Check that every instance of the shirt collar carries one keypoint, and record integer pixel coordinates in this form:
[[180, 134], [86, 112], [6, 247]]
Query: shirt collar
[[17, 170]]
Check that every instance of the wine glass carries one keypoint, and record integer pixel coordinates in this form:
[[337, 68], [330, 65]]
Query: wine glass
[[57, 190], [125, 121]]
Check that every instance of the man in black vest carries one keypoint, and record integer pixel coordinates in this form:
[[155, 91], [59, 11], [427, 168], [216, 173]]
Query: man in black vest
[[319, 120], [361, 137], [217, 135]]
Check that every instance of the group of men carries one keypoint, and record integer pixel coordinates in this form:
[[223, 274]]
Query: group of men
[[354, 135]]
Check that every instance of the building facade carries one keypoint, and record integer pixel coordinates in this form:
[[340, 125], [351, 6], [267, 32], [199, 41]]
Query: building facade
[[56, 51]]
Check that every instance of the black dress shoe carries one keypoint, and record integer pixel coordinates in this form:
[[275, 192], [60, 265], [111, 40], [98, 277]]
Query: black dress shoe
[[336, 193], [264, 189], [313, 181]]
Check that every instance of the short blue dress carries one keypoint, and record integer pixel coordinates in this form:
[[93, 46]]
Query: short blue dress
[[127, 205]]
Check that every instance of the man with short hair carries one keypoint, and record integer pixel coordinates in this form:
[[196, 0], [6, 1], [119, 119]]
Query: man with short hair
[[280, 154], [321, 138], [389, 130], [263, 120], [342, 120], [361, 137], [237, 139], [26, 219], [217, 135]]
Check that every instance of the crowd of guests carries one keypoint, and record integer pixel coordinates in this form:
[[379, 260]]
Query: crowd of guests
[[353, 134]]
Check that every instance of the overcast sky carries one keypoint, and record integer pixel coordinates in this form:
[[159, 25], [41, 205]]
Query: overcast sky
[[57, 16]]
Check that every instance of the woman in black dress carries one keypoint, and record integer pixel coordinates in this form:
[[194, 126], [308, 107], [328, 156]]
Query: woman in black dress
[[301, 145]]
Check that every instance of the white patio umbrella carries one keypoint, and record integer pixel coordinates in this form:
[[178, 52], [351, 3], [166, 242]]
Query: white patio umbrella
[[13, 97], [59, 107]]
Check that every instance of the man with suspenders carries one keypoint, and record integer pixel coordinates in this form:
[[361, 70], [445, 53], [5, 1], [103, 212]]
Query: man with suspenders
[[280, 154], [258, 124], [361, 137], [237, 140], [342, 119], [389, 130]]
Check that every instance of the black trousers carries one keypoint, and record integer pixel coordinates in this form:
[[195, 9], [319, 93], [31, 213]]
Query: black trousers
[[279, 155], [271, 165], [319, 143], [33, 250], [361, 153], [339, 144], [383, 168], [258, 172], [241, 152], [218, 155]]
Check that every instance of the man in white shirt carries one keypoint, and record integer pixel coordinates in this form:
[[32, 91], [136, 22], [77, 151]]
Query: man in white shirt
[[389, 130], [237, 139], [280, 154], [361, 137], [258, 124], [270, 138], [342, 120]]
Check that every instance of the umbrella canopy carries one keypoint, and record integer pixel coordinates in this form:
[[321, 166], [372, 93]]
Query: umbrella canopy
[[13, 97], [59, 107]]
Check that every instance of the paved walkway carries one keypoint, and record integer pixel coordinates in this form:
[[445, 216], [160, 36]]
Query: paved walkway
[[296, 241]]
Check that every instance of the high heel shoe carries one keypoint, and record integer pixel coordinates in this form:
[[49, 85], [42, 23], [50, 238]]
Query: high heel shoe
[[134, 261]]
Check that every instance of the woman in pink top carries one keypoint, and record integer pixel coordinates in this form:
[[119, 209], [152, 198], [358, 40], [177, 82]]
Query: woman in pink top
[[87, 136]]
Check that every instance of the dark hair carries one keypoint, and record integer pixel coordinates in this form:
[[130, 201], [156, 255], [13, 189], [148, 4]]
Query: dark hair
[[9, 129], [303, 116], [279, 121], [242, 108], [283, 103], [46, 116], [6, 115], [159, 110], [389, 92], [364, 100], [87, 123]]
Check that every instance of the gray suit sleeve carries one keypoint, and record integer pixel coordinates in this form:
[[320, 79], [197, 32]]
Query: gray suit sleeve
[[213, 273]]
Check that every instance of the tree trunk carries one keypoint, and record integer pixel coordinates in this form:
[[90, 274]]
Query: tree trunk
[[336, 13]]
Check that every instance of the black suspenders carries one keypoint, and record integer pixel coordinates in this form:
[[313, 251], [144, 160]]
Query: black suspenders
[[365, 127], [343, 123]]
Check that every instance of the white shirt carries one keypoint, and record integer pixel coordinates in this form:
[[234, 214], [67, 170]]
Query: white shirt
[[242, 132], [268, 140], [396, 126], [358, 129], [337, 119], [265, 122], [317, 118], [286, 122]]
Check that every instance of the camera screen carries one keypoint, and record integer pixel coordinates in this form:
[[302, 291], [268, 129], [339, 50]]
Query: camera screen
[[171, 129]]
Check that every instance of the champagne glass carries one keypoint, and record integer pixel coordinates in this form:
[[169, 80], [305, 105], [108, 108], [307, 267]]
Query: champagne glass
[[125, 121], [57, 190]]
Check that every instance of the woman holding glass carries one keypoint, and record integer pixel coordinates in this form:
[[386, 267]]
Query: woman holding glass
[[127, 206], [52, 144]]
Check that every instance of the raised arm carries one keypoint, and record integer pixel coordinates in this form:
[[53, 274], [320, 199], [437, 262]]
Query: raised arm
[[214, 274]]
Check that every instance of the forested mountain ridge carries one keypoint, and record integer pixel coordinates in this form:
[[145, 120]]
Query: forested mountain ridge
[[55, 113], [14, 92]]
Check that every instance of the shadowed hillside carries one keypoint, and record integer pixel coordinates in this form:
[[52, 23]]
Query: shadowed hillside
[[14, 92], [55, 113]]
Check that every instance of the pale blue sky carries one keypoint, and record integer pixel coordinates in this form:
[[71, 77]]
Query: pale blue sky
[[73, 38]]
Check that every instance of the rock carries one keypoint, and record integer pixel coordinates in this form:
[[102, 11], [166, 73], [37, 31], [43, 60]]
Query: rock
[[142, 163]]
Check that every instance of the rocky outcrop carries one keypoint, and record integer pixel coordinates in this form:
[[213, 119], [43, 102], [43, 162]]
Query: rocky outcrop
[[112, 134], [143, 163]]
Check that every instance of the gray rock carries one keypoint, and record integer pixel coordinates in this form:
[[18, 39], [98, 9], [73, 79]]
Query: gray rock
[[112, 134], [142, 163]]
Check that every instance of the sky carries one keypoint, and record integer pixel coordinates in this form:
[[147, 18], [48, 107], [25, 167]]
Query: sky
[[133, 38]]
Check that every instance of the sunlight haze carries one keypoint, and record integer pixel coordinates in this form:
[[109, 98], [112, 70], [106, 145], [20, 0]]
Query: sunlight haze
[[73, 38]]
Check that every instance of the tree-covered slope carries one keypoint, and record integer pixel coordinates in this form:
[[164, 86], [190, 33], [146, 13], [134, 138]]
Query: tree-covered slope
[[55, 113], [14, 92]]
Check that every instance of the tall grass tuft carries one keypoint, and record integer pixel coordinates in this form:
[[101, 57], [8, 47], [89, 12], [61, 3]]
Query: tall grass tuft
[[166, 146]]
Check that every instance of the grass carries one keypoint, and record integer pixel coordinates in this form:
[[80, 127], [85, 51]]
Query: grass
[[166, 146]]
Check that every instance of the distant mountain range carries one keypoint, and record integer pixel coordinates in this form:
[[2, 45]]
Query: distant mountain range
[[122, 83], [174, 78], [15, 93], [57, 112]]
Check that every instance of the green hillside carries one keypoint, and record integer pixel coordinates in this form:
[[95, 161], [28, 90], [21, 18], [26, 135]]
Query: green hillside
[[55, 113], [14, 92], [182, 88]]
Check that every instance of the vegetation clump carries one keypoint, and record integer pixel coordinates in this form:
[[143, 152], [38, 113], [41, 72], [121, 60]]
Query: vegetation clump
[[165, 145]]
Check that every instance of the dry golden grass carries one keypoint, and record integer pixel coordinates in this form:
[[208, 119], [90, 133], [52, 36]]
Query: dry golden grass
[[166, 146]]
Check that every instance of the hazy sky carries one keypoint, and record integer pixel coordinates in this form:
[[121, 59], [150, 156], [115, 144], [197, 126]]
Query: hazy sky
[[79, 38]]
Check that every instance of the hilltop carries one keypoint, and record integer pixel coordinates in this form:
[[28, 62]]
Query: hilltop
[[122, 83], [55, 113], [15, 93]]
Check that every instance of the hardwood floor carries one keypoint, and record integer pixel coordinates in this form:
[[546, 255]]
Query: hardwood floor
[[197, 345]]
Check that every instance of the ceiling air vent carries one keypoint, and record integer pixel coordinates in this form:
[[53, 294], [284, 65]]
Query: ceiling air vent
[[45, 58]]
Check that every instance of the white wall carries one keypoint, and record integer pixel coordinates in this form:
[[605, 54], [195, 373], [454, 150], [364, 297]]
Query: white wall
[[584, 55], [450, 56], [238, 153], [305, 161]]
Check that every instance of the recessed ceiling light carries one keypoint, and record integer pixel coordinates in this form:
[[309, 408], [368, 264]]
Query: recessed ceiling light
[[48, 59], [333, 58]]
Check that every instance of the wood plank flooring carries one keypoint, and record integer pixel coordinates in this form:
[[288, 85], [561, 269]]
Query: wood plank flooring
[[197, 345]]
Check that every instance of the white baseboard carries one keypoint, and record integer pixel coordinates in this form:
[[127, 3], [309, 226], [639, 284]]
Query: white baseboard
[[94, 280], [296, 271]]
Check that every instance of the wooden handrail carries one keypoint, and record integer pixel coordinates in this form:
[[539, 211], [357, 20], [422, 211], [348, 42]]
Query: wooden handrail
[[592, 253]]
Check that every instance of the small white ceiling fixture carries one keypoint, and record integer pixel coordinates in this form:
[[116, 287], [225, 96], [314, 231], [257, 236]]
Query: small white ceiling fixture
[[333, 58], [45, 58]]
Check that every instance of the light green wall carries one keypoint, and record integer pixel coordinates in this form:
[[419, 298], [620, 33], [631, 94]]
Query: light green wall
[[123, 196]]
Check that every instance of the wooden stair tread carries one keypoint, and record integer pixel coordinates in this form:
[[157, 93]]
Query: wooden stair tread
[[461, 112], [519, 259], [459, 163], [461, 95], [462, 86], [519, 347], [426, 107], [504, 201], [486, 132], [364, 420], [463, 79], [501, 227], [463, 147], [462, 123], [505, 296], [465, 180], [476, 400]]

*WHAT IS REQUIRED*.
Could you give the records above again from their first line through the line containing "[[319, 120], [361, 137], [217, 135]]", with "wine glass" replaced by "champagne flute" and everything else left as it is?

*FULL OUTPUT*.
Check that every instance of the shirt collar carries one keypoint, and record integer pixel coordinates in this form:
[[180, 134], [86, 112], [6, 247]]
Query: shirt collar
[[17, 170]]
Check that every instance of the champagne flute carries one keypoint, and record integer pixel coordinates in this form:
[[337, 68], [330, 65]]
Query: champagne flute
[[57, 190], [125, 121]]
Check that every instance of the man in black vest carries one keypoint, and record integer pixel coordinates in this form:
[[155, 91], [59, 11], [427, 168], [216, 173]]
Query: man in black vest
[[319, 120], [361, 137], [217, 135]]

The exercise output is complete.